LIST OF TASKS:
(1) Answer these from the passage on fame and the wristwatch, one line each:
(a) In which work did Petrarch say that Fame triumphs over Death?
(b) How long is the allotted time of personal celebrity for the common man, according to the mantra?
(c) Which admonition of Petrarch does the wristwatch ignore?
(2) Continue the passage on fame and the wristwatch from its last sentence.

— Start PASSAGE PROVIDED —

Petrarch (in I Trionfi), long ago, told us that Fame triumphs over Death. How ironic that one of the mantras of the moment teaches us that the allotted time of personal celebrity for the common man is fifteen minutes -- that in that fifteen minutes each person may enjoy, by way of democratic necessity -- an entitlement it seems -- his or her destined glory; and for fifteen minutes he is a member of the elite, set up for the world to watch. At other times his badge must suffice -- the wristwatch escutcheon -- which, on his arm proclaims his membership in his clan of personal selection. Mona on a watch stands for the death of time; it deconstructs the age-old function of watches and redefines the watch into a message that looks out as much as it is looked upon. Once a symbol of transience, the wristwatch has become a symbol of transcendence, orchestrating an apotheosis into an everlasting state of triumph -- ignoring Petrarch's next admonition: Fame is undone by Time.

— End PASSAGE PROVIDED —
— Start DATASET —

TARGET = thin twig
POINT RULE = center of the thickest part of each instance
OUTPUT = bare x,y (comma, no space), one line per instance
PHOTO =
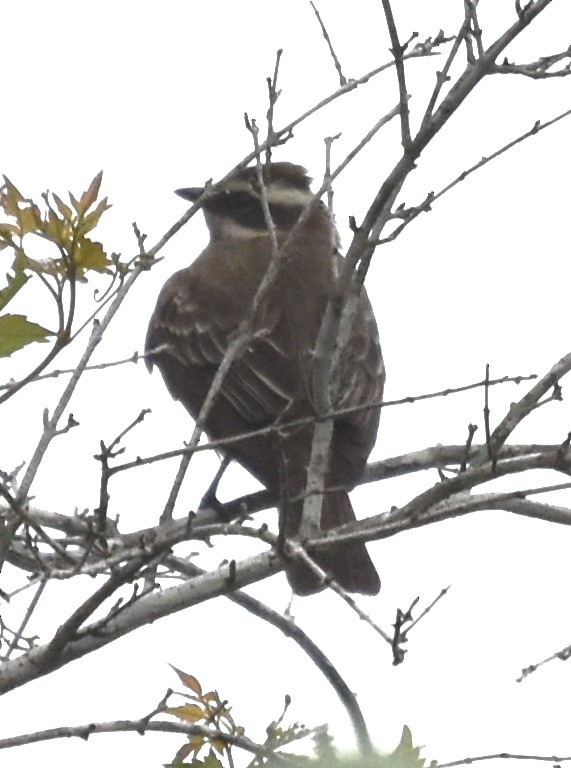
342,78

— End DATASET —

EXPECTED OUTPUTS:
(1)
(a) I Trionfi
(b) Fifteen minutes
(c) Fame is undone by Time.

(2)
[Note: Turner, Inventing Leonardo. p. 125.]

To be an elite in contemporary society, to distinguish oneself from the masses, ironically, it is not always necessary to own expensive works; there is an elitism to be found in the popular and the cheap -- a reverse snobbery, a rejection of the fine and precious. In this class may be placed the inexpensively manufactured Swatch watches, and (related to these) the watch shown above (fig. 28a.) bearing the image of the Mona Lisa produced by LAKS-Watch (http://www.laks.com/english/332big.html). Here, a reproduction of the image of the Mona Lisa serves to identify the wearer as someone who knows that a timepiece must perform a higher purpose than raw function -- that it must lead the wearer and observer to a realization that possession of the object bestows style, elegance and class, not to mention the comfort of belonging to a class of individuals who prize individuality over the gaudy ostentation of gold and diamonds. Cleverly, in this case the designer has turned the entire watch -- face and band -- into a composition based on Mona Lisa motifs. While the face of the watch naturally reproduces the familiar visage of Leonardo's sitter, the wristband expands the conceit by providing fields onto which the composition can continue, here, with Mona Lisa's hands (below) and part of the famous landscape (above). The watch, which is de facto a bracelet, turns ornament into a continuous pictorial field, breaking with the tradition of using abstract design and repeating motifs for this kind of object.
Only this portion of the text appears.